EXERCISE OBJECTIVE -> Print every one of the entries below word for word, leaving the pictures out.

--- Start DATA PROVIDED ---

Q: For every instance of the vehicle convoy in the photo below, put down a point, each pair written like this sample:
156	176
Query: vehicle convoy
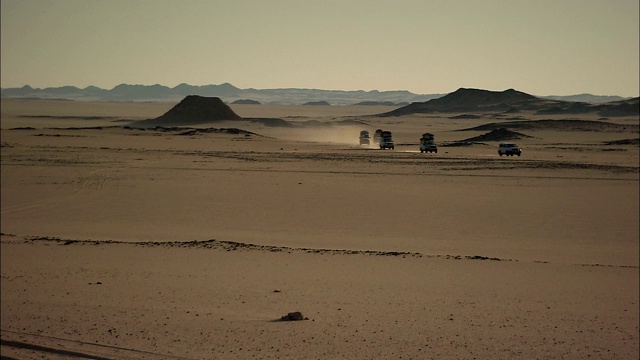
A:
427	143
376	136
509	149
386	140
364	137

--- End DATA PROVIDED ---

FINAL RESULT ->
Q: For every instance of the vehicle convoy in the photo below, put down a point, each pair written like this sample:
156	176
Query: vehicle convoy
A:
427	143
376	136
509	149
386	140
364	137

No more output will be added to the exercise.